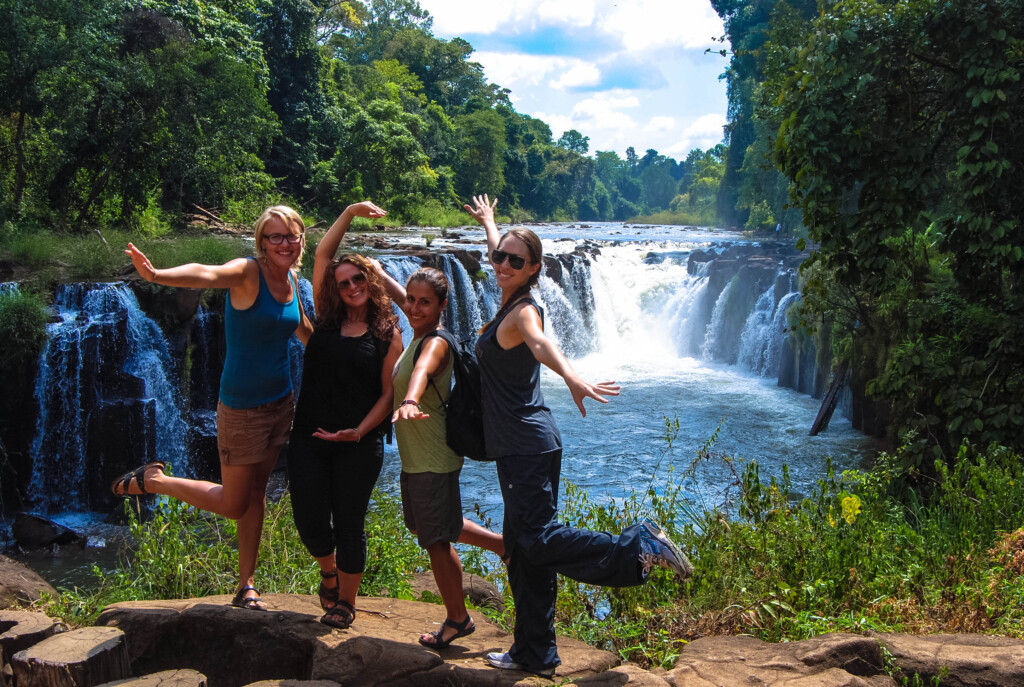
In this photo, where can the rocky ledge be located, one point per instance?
(198, 642)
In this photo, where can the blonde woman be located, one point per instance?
(254, 414)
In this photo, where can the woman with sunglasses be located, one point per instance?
(521, 436)
(430, 498)
(336, 453)
(254, 414)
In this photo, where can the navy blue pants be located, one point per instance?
(541, 547)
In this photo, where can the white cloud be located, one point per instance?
(580, 74)
(660, 123)
(643, 26)
(566, 12)
(516, 71)
(636, 26)
(704, 132)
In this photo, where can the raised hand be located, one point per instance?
(142, 264)
(366, 209)
(482, 209)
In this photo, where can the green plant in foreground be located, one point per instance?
(181, 552)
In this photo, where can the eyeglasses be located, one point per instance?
(515, 261)
(279, 239)
(357, 280)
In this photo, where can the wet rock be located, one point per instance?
(35, 531)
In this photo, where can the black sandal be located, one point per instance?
(248, 602)
(339, 615)
(329, 595)
(138, 474)
(463, 629)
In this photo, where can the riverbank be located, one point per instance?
(865, 553)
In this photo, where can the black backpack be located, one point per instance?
(464, 413)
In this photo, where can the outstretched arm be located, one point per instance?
(395, 291)
(192, 275)
(527, 319)
(332, 240)
(483, 212)
(431, 360)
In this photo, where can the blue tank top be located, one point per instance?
(515, 420)
(257, 368)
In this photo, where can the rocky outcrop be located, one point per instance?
(195, 642)
(20, 585)
(958, 660)
(235, 647)
(849, 660)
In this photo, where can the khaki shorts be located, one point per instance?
(245, 435)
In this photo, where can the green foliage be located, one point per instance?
(182, 552)
(23, 329)
(913, 211)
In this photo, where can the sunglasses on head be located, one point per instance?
(279, 239)
(515, 261)
(357, 280)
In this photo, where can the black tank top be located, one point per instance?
(515, 419)
(341, 380)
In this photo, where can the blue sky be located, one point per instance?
(623, 72)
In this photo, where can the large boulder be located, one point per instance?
(235, 647)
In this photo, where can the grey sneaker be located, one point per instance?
(504, 661)
(657, 549)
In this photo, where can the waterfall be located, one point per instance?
(105, 393)
(711, 348)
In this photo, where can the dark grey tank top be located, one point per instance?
(515, 420)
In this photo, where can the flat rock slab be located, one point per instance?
(22, 629)
(182, 678)
(958, 660)
(829, 660)
(20, 585)
(236, 647)
(79, 658)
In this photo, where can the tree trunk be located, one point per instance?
(79, 658)
(19, 169)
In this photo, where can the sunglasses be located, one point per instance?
(515, 261)
(357, 280)
(279, 239)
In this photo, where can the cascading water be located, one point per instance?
(104, 391)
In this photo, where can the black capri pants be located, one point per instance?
(331, 484)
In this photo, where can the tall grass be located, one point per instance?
(181, 552)
(873, 550)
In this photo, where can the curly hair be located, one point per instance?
(380, 315)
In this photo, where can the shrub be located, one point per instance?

----------------

* What you need to do: With images excluded, write the records above out again exactly.

* Response area:
In this photo, where can the rocky ledge be located, one point per instance?
(198, 642)
In this photo, where can the blonde woman be located, one point per instance?
(254, 414)
In this photo, where can the woman with sunglasses be located, one point per instance?
(521, 436)
(430, 498)
(336, 453)
(254, 414)
In this photo, where can the navy blue pants be located, one point per instance?
(541, 547)
In this photo, where can the white cloud be located, one point per instance?
(580, 74)
(660, 123)
(643, 26)
(566, 12)
(516, 71)
(636, 26)
(704, 132)
In this photo, where can the raised hand be located, one point per instance?
(142, 264)
(366, 209)
(482, 209)
In this photo, where can the green plant in foreground be located, one point per instance?
(181, 552)
In this photo, where can the eyeglasses be located, one point per instance?
(515, 261)
(279, 239)
(357, 280)
In this photo, where can the wet rock be located, one point per instance?
(35, 531)
In this photo, where can the black sandal be located, one point per instance?
(248, 602)
(339, 615)
(329, 595)
(138, 474)
(463, 629)
In this photo, where can the riverbank be located, one point per instance?
(865, 553)
In this photo, where can the black backpack be located, one point per instance?
(464, 413)
In this photo, where can the outstretched arm be located, one point per instance?
(395, 291)
(192, 275)
(527, 319)
(332, 240)
(483, 212)
(431, 360)
In this photo, where can the blue tank top be located, one point per instance?
(515, 420)
(257, 368)
In this photo, where can the rocky outcrop be located, one point per instance?
(195, 642)
(20, 585)
(958, 660)
(235, 647)
(849, 660)
In this photo, where can the khaki shorts be located, one point per instance?
(245, 435)
In this photo, where can the green foliage be located, one point per instance?
(182, 552)
(23, 329)
(913, 211)
In this photo, where can the sunglasses on head be located, one point per instance?
(279, 239)
(515, 261)
(357, 280)
In this photo, where can the black tank top be located, one point per instance?
(515, 419)
(341, 380)
In this photo, where can the blue sky be located, one point per instance?
(623, 72)
In this photo, where can the large boulder be located, one point per instance?
(235, 647)
In this photo, where can the grey sneaker be located, one point per instance?
(504, 661)
(657, 549)
In this photo, where can the waterfall be located, one point per instance?
(105, 393)
(711, 348)
In this photo, where can the dark grey tank top be located, one point per instance?
(515, 420)
In this photo, where can the flat rock slab be located, one point per instance?
(22, 629)
(182, 678)
(958, 660)
(829, 660)
(20, 585)
(236, 647)
(79, 658)
In this photo, where can the tree trunk be located, one point per instance?
(79, 658)
(19, 169)
In this photo, where can the sunglasses be located, one point per instance?
(515, 261)
(357, 280)
(279, 239)
In this photo, where can the cascading water be located, one point per instance?
(104, 391)
In this photo, where can the black capri pants be located, one point per instance?
(331, 484)
In this photo, where can the tall grass be located, one point per instance?
(181, 552)
(873, 550)
In this photo, where can the curly hair be located, one point per instance?
(380, 315)
In this photo, where can the shrub be located, one point per instance?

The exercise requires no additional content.